Até que na terça-feira viu as imagens do massacre cometido pelo regime de Assad com armas químicas na região de Idlib e ficou “muito impressionado”, segundo altos funcionários da administração. E, como se sabe, Trump nunca deixa de reagir quando algo o impressiona ou irrita. Geralmente, reage através do twitter, mas desta vez essa era uma “arma” pouco eficaz.
Decidiu por isso que era necessário dar um sinal forte ao regime de Assad e sobretudo à Rússia que o sustenta. Foi uma reacção emocional que contraria tudo aquilo que tinha dito nos últimos anos.
Contraria os apelos a Obama para que não interviesse na Síria em 2013 quando Assad usou armas químicas matando 1400 pessoas e cruzando a linha vermelha definida pelo então presidente. Contraria o que afirmou várias vezes na campanha eleitoral no sentido de deixar que o regime e o ISIS (Estado Islâmico) se fossem aniquilando mutuamente enquanto os EUA se mantinham fora do conflito. Contraria aquilo que o seu secretário de Estado disse na semana passada, segundo o qual compete ao povo sírio decidir quem o governará após a guerra civil. Contraria aquilo que o seu porta-voz e a embaixadora na ONU disseram ainda esta semana ao reconhecer que o afastamento de Assad não era uma prioridade.

(Dados fornecidos)
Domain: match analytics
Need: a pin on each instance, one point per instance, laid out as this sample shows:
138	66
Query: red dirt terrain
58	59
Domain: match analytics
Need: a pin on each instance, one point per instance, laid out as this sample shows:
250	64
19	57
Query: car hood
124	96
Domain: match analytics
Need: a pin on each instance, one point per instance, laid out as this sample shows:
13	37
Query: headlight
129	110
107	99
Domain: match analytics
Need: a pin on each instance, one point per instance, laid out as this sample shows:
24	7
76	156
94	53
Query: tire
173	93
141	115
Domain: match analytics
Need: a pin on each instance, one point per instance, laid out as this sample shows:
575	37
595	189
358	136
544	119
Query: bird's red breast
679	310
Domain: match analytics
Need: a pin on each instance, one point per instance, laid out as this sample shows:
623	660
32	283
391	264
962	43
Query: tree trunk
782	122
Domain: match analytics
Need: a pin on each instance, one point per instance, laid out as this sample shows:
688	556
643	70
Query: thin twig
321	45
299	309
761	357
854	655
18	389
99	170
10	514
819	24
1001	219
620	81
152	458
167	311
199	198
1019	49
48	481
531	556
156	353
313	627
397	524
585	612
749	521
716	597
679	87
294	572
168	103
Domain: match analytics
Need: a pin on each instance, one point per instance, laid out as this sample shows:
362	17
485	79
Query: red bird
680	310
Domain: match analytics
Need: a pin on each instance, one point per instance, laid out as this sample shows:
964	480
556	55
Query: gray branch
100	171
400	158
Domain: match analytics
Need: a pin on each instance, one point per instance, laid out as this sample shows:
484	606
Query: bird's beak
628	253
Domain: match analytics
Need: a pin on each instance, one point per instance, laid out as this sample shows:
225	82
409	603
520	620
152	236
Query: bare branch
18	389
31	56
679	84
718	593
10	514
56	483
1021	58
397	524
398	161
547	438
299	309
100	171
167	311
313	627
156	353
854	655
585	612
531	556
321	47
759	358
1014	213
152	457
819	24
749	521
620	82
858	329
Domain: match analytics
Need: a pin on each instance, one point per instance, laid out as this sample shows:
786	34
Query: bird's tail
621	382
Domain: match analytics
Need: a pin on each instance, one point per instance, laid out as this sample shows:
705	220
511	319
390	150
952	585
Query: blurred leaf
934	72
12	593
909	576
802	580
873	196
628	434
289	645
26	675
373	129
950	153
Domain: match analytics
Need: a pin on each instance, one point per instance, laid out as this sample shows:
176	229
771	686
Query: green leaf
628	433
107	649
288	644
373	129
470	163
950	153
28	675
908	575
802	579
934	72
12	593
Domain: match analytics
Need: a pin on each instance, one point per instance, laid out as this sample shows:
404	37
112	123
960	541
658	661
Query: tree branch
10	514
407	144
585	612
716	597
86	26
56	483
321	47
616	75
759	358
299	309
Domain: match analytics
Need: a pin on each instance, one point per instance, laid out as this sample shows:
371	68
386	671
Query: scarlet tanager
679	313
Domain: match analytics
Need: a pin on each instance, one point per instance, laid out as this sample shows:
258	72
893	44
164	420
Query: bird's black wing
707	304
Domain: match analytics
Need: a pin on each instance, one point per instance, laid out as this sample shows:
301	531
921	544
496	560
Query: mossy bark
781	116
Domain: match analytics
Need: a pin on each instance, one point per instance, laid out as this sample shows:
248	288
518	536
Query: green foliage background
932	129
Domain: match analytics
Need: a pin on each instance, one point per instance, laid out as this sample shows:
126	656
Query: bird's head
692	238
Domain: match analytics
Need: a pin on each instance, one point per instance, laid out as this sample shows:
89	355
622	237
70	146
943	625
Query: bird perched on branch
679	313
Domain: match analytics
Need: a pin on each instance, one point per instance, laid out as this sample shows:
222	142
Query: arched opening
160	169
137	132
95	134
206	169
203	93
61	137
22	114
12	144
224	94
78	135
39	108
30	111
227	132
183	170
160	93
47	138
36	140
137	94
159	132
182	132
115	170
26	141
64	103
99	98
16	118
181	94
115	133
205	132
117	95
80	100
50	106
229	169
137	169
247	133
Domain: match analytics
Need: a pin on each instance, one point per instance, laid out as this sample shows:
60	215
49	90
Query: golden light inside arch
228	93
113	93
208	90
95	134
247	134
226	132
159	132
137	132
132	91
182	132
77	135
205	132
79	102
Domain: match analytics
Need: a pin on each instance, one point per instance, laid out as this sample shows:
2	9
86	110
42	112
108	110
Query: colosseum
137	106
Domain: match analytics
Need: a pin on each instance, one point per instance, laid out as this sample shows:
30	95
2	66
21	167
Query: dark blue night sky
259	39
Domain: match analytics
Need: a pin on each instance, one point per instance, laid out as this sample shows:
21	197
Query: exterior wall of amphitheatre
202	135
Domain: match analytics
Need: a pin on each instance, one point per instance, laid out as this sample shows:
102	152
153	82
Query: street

(Enunciado da tarefa)
Enumere as quatro posições anteriores que, segundo o excerto, são contrariadas pela reação de Trump. As linhas provêm de outra fonte.

(Resultado da tarefa)
- Os apelos a Obama para que não interviesse na Síria em 2013, quando Assad usou armas químicas.
- O que afirmou várias vezes na campanha eleitoral: deixar que o regime e o ISIS se fossem aniquilando mutuamente enquanto os EUA se mantinham fora do conflito.
- O que o seu secretário de Estado disse na semana passada: compete ao povo sírio decidir quem o governará após a guerra civil.
- O que o seu porta-voz e a embaixadora na ONU disseram esta semana: o afastamento de Assad não era uma prioridade.